==== SELECTED PASSAGE

That chicken—is it local?
Fans of Portlandia will recall the sketch from the show’s first season, where two absurdly earnest diners badger their waitress on the provenance of their dinner. To reassure them of the chicken’s humane and organic bona fides, their server delivers a dossier detailing the bird’s diet, weight, parents, birthday, and even his name—Colin.
The sketch aired four years ago, but its satire feels almost tame in light of today’s local and farm-to-table fanaticism, which may have passed its “fresh by” date. Food critics are now crying foul over pretentious menus and morality-based dining, and even supporters of the movement are saying, “Enough already!”
Open a menu in a local- or sustainable-themed restaurant, and dish descriptions are so larded with geographical specifics, it’s hard to tell if you’re reading a bill of fare or a rural road map. To many food critics, that attention to detail has become a mask for a lack of talent in the kitchen.
“It feels particularly misleading when excessive earnestness is a cover for fatally unimaginative, formulaic food,” Corby Kummer wrote in Vanity Fair last spring. While he’s long been a supporter of ethical standards and transparent sourcing, Kummer stated in no uncertain terms that “Purity and moral superiority are not excuses for not knowing how to cook.”
Considerations of taste aside, some food scholars say the local movement, a key tenet of which rests on the number of miles from farm to table, is actually dangerous. In The Locavore’s Dilemma: in Praise of the 10,000-Mile Diet, University of Toronto professor Pierre Desrochers and his wife and co-author Hiroko Shimizu warn of the “significant environmental damage” the local food movement could create. At best, they say it’s a well-meaning marketing fad among privileged consumers. At worst, it’s a dangerous distraction from real issues of agricultural sustainability.
Locavores justifiably cite Big Ag’s irresponsible history alongside local food’s advantages, such as support for local and regional farmers, fresher and better-tasting food, preservation of local farmland and less packaging. But the dogma on any side of the argument can be tough to back up or refute with solid statistics. Even the USDA can’t draw conclusions about the movement’s economic impact or a definition of what really makes food “local.”

========

* **EXERCISES TO COMPLETE**
A) Gather every line of the records below that contains the string "pattern" and reproduce each such line in full.
B) Write the next part of the article above on the local food movement, beginning immediately after its final sentence.

==== SUPPLIED RECORDS

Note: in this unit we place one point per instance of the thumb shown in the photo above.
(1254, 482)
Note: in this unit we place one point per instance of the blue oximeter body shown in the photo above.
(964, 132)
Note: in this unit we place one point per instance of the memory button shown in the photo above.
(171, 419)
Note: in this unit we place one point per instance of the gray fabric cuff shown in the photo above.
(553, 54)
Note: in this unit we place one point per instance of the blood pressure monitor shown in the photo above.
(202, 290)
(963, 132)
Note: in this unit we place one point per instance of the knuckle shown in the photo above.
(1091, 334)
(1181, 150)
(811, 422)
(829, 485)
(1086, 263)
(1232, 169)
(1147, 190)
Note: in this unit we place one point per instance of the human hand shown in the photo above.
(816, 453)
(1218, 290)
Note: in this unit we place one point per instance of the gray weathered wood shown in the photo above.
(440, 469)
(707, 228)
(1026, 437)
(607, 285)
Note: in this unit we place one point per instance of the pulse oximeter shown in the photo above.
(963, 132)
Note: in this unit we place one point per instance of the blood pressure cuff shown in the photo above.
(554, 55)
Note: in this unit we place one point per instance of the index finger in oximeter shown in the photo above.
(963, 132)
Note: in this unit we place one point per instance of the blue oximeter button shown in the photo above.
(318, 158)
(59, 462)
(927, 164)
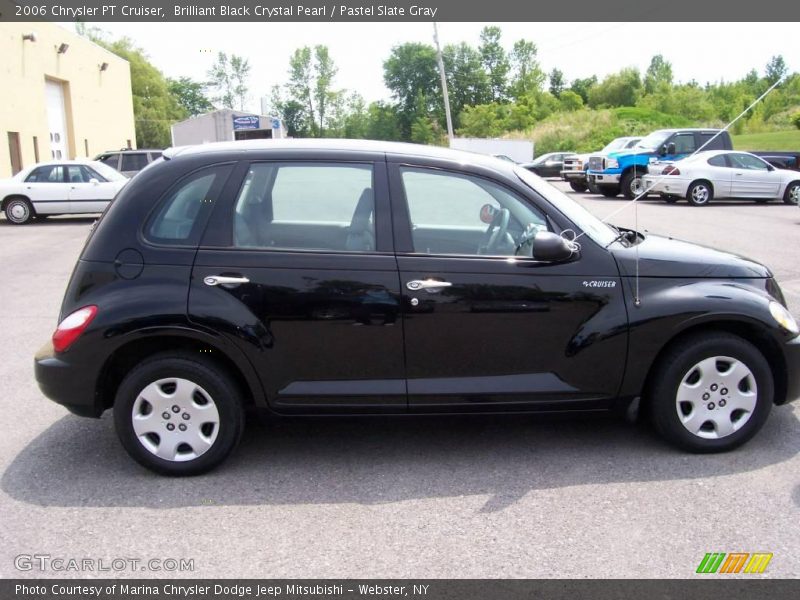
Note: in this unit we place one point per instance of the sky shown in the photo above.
(700, 51)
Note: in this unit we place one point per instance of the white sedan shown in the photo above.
(722, 174)
(56, 188)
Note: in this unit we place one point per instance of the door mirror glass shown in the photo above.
(550, 247)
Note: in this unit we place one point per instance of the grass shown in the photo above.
(773, 140)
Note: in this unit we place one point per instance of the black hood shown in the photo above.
(666, 257)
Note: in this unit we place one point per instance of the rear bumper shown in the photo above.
(791, 353)
(66, 383)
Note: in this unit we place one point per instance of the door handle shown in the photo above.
(429, 285)
(224, 280)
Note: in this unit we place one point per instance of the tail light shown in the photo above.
(71, 328)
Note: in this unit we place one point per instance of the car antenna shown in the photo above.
(637, 301)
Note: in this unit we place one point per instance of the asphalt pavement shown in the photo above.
(422, 498)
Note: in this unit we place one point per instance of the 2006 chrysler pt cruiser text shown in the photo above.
(301, 277)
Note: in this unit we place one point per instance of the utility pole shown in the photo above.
(444, 83)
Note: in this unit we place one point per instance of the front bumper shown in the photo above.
(66, 383)
(603, 178)
(791, 353)
(573, 175)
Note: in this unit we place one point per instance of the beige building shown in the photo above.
(61, 96)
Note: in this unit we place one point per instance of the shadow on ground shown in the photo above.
(78, 462)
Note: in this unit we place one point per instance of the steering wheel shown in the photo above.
(496, 231)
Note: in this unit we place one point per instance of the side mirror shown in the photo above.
(550, 247)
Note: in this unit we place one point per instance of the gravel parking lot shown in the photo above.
(434, 498)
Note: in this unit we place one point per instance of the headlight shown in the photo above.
(783, 317)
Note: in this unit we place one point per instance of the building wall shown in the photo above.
(99, 105)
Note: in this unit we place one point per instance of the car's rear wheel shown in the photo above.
(792, 193)
(178, 416)
(577, 186)
(711, 393)
(609, 191)
(19, 211)
(700, 193)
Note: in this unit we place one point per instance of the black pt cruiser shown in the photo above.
(334, 277)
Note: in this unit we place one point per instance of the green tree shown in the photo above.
(411, 74)
(557, 82)
(495, 62)
(618, 89)
(659, 72)
(570, 101)
(582, 87)
(228, 78)
(190, 95)
(776, 69)
(467, 82)
(527, 76)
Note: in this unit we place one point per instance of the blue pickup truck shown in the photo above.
(623, 171)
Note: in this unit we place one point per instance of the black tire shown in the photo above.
(219, 388)
(631, 184)
(608, 191)
(578, 186)
(700, 193)
(19, 211)
(678, 363)
(792, 193)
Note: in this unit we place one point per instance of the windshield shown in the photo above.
(107, 172)
(585, 221)
(617, 144)
(654, 140)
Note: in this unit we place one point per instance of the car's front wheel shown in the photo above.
(792, 193)
(700, 193)
(19, 211)
(711, 393)
(177, 415)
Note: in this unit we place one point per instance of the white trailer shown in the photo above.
(518, 150)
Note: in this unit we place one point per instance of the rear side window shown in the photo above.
(303, 206)
(134, 162)
(183, 212)
(718, 161)
(717, 143)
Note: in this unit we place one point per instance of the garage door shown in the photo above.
(56, 119)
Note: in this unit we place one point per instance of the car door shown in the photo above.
(89, 192)
(717, 169)
(298, 270)
(47, 189)
(753, 177)
(486, 329)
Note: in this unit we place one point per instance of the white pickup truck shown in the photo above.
(575, 166)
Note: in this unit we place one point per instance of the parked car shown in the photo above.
(576, 165)
(723, 174)
(127, 161)
(335, 277)
(548, 165)
(623, 171)
(56, 188)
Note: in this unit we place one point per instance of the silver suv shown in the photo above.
(127, 161)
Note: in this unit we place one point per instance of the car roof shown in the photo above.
(343, 145)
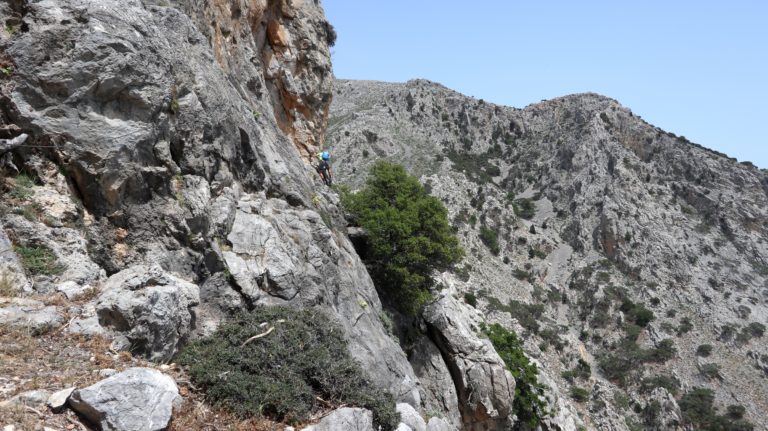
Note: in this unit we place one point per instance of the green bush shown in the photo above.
(579, 394)
(525, 208)
(637, 313)
(281, 374)
(704, 350)
(39, 260)
(408, 235)
(490, 238)
(470, 299)
(528, 404)
(22, 187)
(699, 412)
(670, 383)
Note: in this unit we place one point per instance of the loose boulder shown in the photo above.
(150, 307)
(345, 419)
(138, 399)
(486, 389)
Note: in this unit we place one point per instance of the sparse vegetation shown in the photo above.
(528, 404)
(699, 412)
(301, 356)
(22, 187)
(525, 208)
(39, 260)
(490, 238)
(704, 350)
(579, 394)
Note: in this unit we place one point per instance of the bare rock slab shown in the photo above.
(138, 399)
(345, 419)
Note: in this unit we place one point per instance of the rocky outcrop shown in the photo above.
(485, 387)
(586, 205)
(345, 418)
(179, 136)
(31, 314)
(138, 399)
(151, 308)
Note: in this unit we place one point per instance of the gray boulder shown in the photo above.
(486, 389)
(150, 307)
(138, 399)
(29, 313)
(345, 419)
(410, 417)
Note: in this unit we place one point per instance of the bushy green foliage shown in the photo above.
(39, 260)
(637, 313)
(408, 235)
(528, 405)
(582, 370)
(700, 413)
(490, 238)
(470, 299)
(628, 357)
(525, 208)
(280, 374)
(704, 350)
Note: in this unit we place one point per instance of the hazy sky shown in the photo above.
(694, 68)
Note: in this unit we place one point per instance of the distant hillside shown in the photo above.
(634, 262)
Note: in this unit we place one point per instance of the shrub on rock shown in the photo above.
(280, 362)
(409, 236)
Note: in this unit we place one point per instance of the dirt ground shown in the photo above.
(59, 360)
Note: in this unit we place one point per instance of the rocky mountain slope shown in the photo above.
(634, 262)
(155, 180)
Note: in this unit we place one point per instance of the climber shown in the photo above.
(324, 168)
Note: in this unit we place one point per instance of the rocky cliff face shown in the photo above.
(164, 174)
(604, 240)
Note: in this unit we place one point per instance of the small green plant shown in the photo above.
(710, 371)
(490, 238)
(704, 350)
(528, 404)
(39, 260)
(279, 370)
(525, 208)
(699, 412)
(470, 299)
(408, 235)
(22, 187)
(7, 284)
(579, 394)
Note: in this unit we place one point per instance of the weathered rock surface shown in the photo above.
(345, 419)
(58, 400)
(29, 313)
(409, 416)
(485, 388)
(152, 308)
(617, 209)
(138, 399)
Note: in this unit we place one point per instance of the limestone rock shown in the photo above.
(34, 398)
(151, 307)
(486, 389)
(58, 400)
(29, 313)
(410, 417)
(345, 418)
(138, 399)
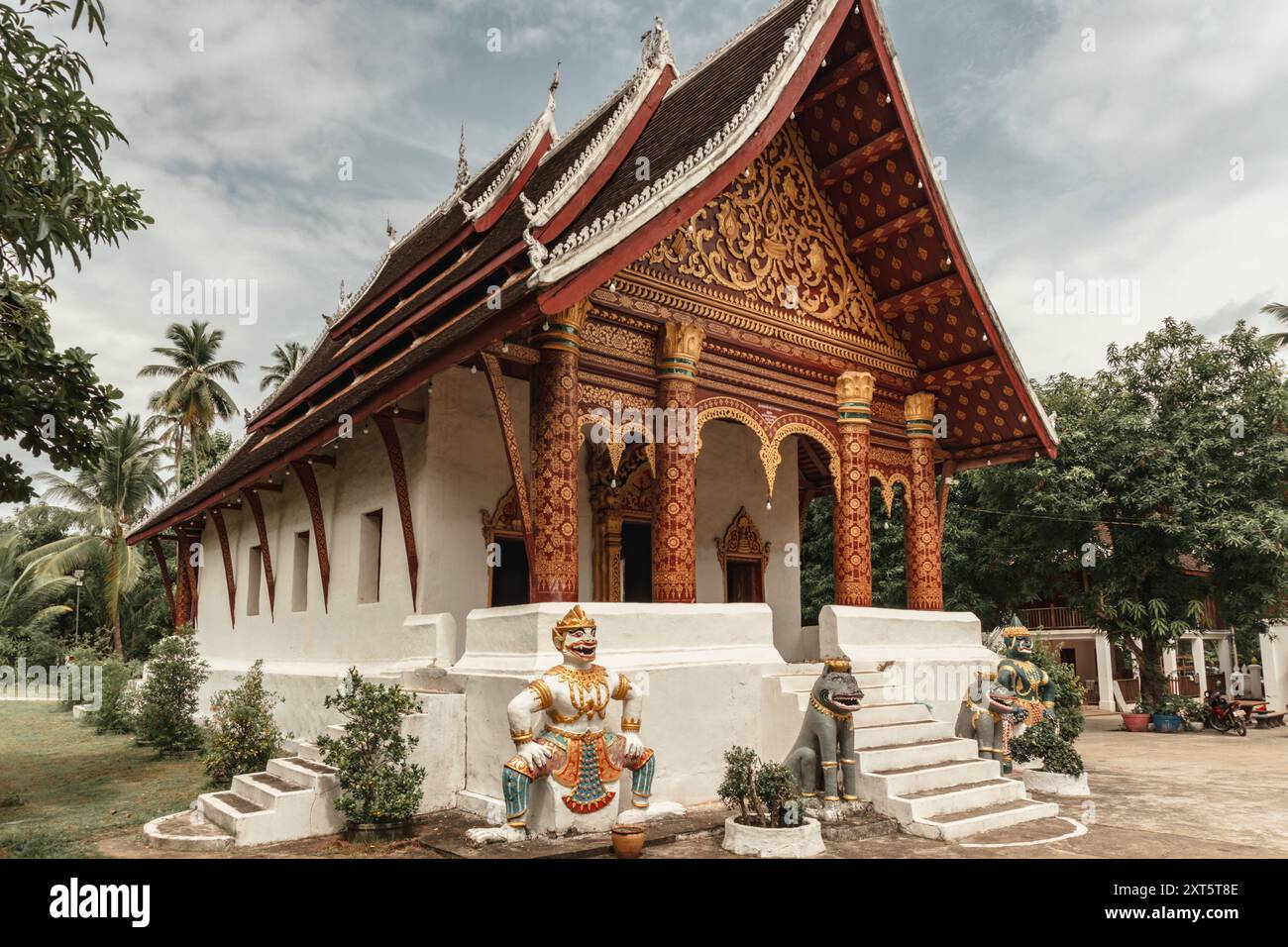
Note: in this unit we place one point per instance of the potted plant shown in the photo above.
(772, 821)
(378, 789)
(1052, 766)
(1137, 720)
(1171, 711)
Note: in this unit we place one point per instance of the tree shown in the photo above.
(55, 201)
(101, 504)
(286, 360)
(1280, 312)
(194, 399)
(30, 602)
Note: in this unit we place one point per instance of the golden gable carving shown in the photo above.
(773, 236)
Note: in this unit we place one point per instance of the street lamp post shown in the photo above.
(80, 581)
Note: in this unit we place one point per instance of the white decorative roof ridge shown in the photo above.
(656, 56)
(519, 158)
(579, 249)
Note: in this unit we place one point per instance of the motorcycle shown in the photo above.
(1222, 715)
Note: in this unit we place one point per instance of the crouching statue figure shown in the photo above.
(574, 748)
(823, 758)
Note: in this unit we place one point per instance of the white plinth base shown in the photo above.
(799, 841)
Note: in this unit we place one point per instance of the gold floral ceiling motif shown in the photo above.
(773, 236)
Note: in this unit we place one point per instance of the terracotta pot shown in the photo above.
(627, 841)
(1136, 723)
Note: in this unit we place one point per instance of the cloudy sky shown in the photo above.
(1103, 140)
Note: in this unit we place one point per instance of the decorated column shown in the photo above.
(851, 527)
(555, 407)
(921, 525)
(674, 560)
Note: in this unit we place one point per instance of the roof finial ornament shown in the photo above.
(463, 169)
(554, 88)
(656, 46)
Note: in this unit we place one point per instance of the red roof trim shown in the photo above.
(617, 154)
(581, 283)
(511, 193)
(917, 147)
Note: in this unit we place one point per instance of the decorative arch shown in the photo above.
(742, 543)
(806, 427)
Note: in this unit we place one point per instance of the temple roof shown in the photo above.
(549, 219)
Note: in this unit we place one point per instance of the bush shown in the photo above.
(244, 735)
(114, 714)
(168, 694)
(1041, 742)
(1069, 692)
(376, 781)
(769, 789)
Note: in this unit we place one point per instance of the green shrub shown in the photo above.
(764, 792)
(1041, 742)
(244, 735)
(376, 781)
(112, 715)
(168, 694)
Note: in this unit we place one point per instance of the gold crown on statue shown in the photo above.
(575, 618)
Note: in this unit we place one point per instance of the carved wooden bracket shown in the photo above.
(228, 565)
(166, 582)
(310, 492)
(393, 447)
(257, 510)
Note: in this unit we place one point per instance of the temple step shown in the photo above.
(947, 800)
(961, 825)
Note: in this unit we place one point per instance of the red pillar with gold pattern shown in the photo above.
(851, 527)
(674, 554)
(555, 407)
(921, 522)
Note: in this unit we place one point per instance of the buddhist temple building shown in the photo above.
(616, 364)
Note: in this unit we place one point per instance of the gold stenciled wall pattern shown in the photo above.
(773, 236)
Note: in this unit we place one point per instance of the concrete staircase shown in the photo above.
(914, 770)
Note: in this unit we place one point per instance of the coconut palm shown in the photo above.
(30, 598)
(102, 502)
(194, 398)
(1280, 312)
(286, 360)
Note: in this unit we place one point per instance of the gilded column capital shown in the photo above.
(918, 412)
(565, 329)
(854, 397)
(681, 348)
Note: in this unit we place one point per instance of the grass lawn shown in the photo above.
(62, 787)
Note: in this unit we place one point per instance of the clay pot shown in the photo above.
(627, 841)
(1136, 723)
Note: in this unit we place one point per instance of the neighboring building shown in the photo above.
(1108, 673)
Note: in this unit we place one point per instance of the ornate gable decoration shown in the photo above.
(774, 237)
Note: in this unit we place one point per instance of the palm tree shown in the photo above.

========

* **OUTPUTS IN ORDER**
A)
Note: in this unit we place one point per instance of the red pillar with gold pattern shown in the photo above.
Note: in this unit we place one point per instance of the gold stenciled wall pattern shown in the photo above.

B)
Adding fuel to the backlash are accusations of outright fraud. In “Farm to Fable,” San Diego Magazine writer Troy Johnson this summer documented several claims that local restaurants had lied about buying food from local farmers.
“The stories of restaurants deceiving their customers—or flat-out lying to them—have increased,” Johnson wrote. “Restaurants have learned that aligning themselves with local, organic, sustainable farms makes them seem to be all those things by association. It’s the old practice of greenwashing—co-opting an eco-friendly brand in order to ‘wash’ your own not-so-friendly brand.”
At his Flora Bella farm in Three Rivers, Calif., James Birch’s organic produce is so in demand, he says 80% of it is presold to top West Coast restaurants. Listing his arugula or rapini on a menu confers sophistication, quality, and insider access.
Sometimes restaurants make honest mistakes, Birch says, when a lack of supply precedes an eatery’s ability to keep up with menu reprinting. But he also says his produce is listed on some menus even though the restaurant isn’t a customer of Flora Bella or his distributor. In those cases, Birch throws up his hands.
‘What’s a farmer supposed to do?” he asks. “Go knock on the door? Call them up and say, ‘Hey, man, take my name off your menu?’ I’m not going to chase them down.”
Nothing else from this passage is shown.